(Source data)
────────────────

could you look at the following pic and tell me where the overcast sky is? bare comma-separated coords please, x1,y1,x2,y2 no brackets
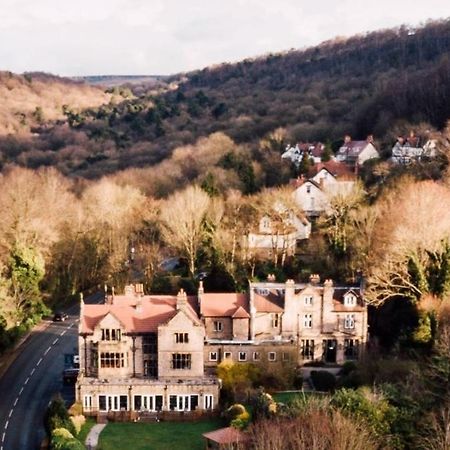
1,0,450,76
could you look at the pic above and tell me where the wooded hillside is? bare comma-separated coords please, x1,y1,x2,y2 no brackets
1,20,450,179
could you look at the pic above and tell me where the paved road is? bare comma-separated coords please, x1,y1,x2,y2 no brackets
0,293,103,450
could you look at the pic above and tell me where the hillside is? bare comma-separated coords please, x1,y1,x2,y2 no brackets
0,71,111,135
1,19,450,179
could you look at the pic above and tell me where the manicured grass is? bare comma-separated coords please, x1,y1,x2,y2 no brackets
77,417,96,444
97,418,226,450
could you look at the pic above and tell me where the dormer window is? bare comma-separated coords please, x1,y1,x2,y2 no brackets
344,294,357,307
101,328,121,341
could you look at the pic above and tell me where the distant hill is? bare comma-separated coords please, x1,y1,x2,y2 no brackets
75,75,168,87
0,71,112,135
0,19,450,180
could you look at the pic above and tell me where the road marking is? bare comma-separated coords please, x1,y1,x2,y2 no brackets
24,377,29,385
30,368,35,376
4,421,8,430
2,431,5,442
60,330,66,336
13,398,18,407
8,410,12,419
36,357,43,366
44,346,51,355
19,387,24,395
52,338,58,345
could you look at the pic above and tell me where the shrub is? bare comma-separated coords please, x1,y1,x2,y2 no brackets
70,415,85,435
51,428,84,450
45,394,77,437
310,370,336,392
226,403,250,429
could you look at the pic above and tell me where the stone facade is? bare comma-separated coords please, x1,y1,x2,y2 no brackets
76,278,368,417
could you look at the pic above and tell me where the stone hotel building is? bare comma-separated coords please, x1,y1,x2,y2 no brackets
76,277,368,416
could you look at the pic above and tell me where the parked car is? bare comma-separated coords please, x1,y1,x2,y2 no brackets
53,312,68,322
62,368,79,384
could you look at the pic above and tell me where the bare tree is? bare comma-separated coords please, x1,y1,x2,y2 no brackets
160,185,212,276
364,179,450,305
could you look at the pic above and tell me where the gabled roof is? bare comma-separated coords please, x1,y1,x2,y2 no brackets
81,295,200,334
331,287,365,311
309,161,355,179
338,140,372,156
232,306,251,319
200,293,249,317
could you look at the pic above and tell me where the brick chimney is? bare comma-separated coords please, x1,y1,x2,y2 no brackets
344,135,352,144
309,274,320,285
197,281,204,314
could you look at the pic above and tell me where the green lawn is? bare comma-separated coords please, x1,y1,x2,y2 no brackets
97,419,226,450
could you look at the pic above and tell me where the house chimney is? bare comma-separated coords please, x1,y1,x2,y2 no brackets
344,135,352,144
177,288,188,311
366,134,374,143
309,274,320,285
198,281,204,314
135,297,142,313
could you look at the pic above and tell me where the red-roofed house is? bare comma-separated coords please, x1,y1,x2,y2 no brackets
76,278,368,419
336,135,379,166
77,287,219,418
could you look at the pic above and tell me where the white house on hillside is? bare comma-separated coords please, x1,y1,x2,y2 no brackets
292,164,356,217
336,135,379,166
391,135,437,164
246,208,311,257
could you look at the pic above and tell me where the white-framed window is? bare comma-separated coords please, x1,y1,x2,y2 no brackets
303,314,312,328
238,351,247,361
98,395,128,412
253,351,261,361
268,352,276,361
271,313,280,328
204,394,214,410
344,294,357,307
169,394,199,412
224,351,232,360
133,395,163,412
83,395,93,410
344,314,355,329
174,332,189,343
213,321,223,332
209,351,218,362
304,296,313,306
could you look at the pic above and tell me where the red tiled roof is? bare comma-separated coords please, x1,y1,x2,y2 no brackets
200,293,248,317
80,295,200,333
309,161,355,179
254,292,284,313
203,427,249,445
232,306,251,319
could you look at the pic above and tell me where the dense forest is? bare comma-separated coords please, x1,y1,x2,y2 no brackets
0,20,450,180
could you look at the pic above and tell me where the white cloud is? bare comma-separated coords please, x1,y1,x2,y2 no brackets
0,0,449,75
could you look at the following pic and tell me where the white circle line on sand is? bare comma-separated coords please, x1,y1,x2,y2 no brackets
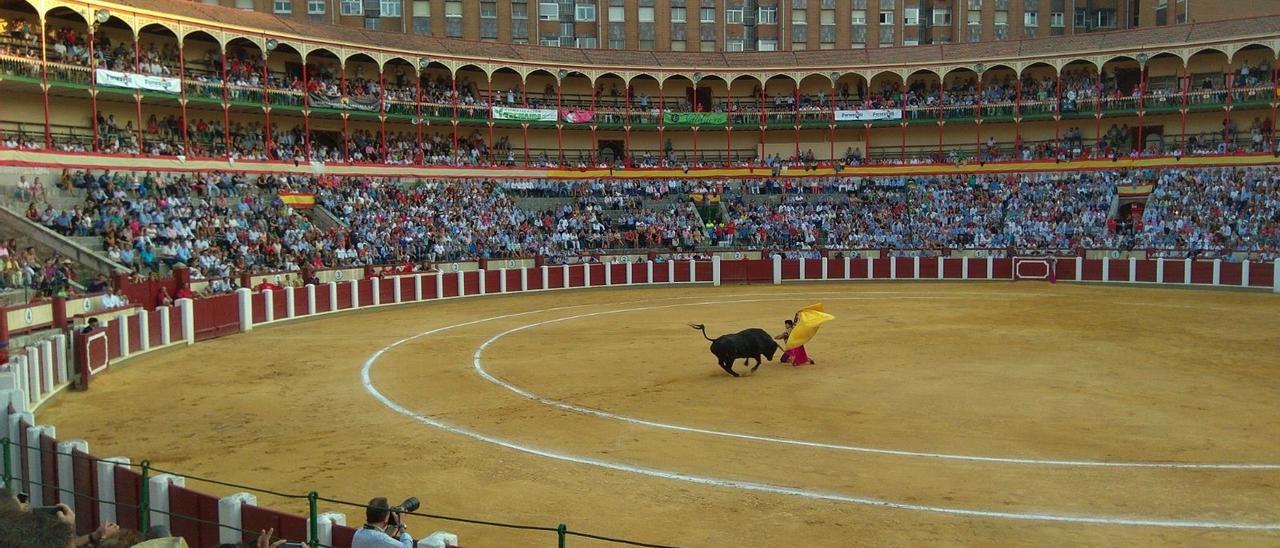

────────────────

● **Task directions**
Return the preceding entries exactly, each word as given, but leave out any picture.

● **Exercise result**
could you look at the following pic and tell me where the overcast sky is? bare comma-separated coords please, x1,y1,x2,y2 no brackets
1,0,450,76
could you look at the pic above and tell me where the wooded hillside is? bare comma-separated coords please, x1,y1,x2,y2 no brackets
1,20,450,179
could you look at the pic above and tell me where the paved road is? bare comma-separated coords please, x1,y1,x2,y2 no brackets
0,293,103,450
could you look at the pic above and tell me where the hillside is? bare comma-separated coords please, x1,y1,x2,y2 no brackets
0,71,111,135
1,19,450,179
could you look at the pic above and tell me where the manicured grass is? bare comma-separated coords please, x1,y1,x2,y2 no brackets
77,417,96,444
97,418,226,450
could you look at the pic above and tell me where the dormer window is? bare comma-separated coords please, x1,y1,x2,y2 no brackets
344,294,357,307
101,328,121,341
could you look at the pic above and tell me where the distant hill is? bare comma-separated coords please, x1,y1,x2,y2 no brackets
75,75,168,87
0,71,112,135
0,19,450,180
could you look at the pic above and tell me where the road marking is? bare comma-separated coords please, x1,y1,x2,y2 no brackets
24,377,29,385
30,368,35,376
4,421,8,430
2,431,5,442
60,330,66,336
13,398,18,407
8,410,12,419
36,357,43,366
44,346,51,355
19,387,24,395
52,338,58,345
could you look at the pic above and tell me where the shrub is? bare comma-separated coords please, x1,y1,x2,y2 no brackets
70,415,85,435
51,428,84,450
45,394,77,437
310,370,336,392
226,403,250,429
could you look at the pic above and tell me where the stone facade is? bare comma-separated coords please, x1,y1,x2,y2 no brackets
76,278,368,417
could you look at the pic above and tell me where the stone hotel building is? bare comma-separated coords please, x1,y1,x2,y2 no brackets
76,277,368,416
could you look at the pic above and tell me where the parked car is? bare comma-separated coords please, x1,y1,x2,y2 no brackets
53,312,68,322
62,368,79,384
could you look at the pic above and tell me where the bare tree is? bare comma-separated coords please, x1,y1,x2,y2 no brackets
160,185,212,276
364,179,450,305
could you look at the pic above and tell me where the gabled roof is? bare comma-separated coords please, x1,y1,x2,y2 no brackets
81,295,200,334
331,287,365,311
309,161,355,179
338,140,372,156
232,306,251,319
200,293,249,317
could you look at the pic above and tell me where the brick chimney is? bare comma-separated coords please, x1,y1,x2,y2 no brackets
344,135,352,144
309,274,320,285
197,281,204,314
could you look at the pic above and tell me where the green lawn is? bare comma-separated coords please, x1,y1,x2,y2 no brackets
97,419,226,450
could you look at the pic above and tell me where the house chimney is? bare comma-separated coords please, x1,y1,x2,y2 no brackets
344,135,352,144
177,288,188,311
366,134,374,143
309,274,320,285
198,281,204,314
135,297,142,313
could you look at the pic above and tell me where the red-roofed house is? bare comma-separated coords please, x1,y1,x2,y2 no brackets
76,278,368,419
336,135,379,166
77,287,219,418
could you look at the pic above and tell me where the white house on hillside is? bare comma-separated coords please, x1,y1,x2,y2 no brackets
292,164,356,217
336,135,379,166
391,135,437,164
246,208,311,257
could you look at the pic above and tell me where the white-framed window is? bare comma-separated coords please, x1,y1,x2,y2 no brackets
303,314,312,328
238,351,247,361
98,395,128,412
253,351,261,361
268,352,276,361
271,313,280,328
204,394,214,410
344,294,357,307
169,394,199,412
224,351,232,360
133,395,163,412
83,395,93,410
344,314,355,329
174,332,189,343
213,321,223,332
209,351,218,362
304,296,313,306
could you look at the pic above and tell me where the red tiled roof is? bare comma-separated coords please, x1,y1,x2,y2 no brackets
200,293,248,317
80,295,200,333
309,161,355,179
254,292,284,313
203,427,249,445
232,306,251,319
could you look at the pic above and tell me where the dense forest is? bare comma-separated coords please, x1,y1,x2,y2 no brackets
0,20,450,180
could you look at the pic above and tell me where the white cloud is? bare comma-separated coords please, x1,y1,x2,y2 no brackets
0,0,449,75
could you look at the following pic and tell me where the white circle line on sand is? bare comma-separated coords please, x1,y1,x2,y2 no brackets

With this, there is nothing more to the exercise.